GIVEN INFORMATION –

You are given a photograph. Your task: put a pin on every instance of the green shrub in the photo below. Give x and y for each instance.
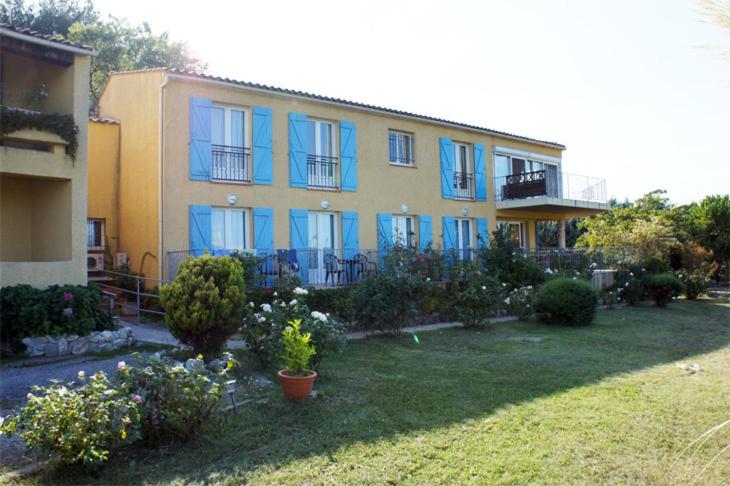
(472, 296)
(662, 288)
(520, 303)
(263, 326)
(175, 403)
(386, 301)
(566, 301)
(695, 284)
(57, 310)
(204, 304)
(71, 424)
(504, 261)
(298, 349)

TASK INSTRUCTIONS – Give an exact copy of the data, and omit any pictures it holds.

EXPECTED ANSWER –
You are given a photograph. Your task: put a pin on every instance of the green shrub in the photo below. Give x and y for each instance.
(472, 296)
(662, 288)
(520, 303)
(263, 326)
(175, 403)
(386, 301)
(566, 301)
(695, 284)
(57, 310)
(204, 304)
(71, 424)
(504, 261)
(298, 349)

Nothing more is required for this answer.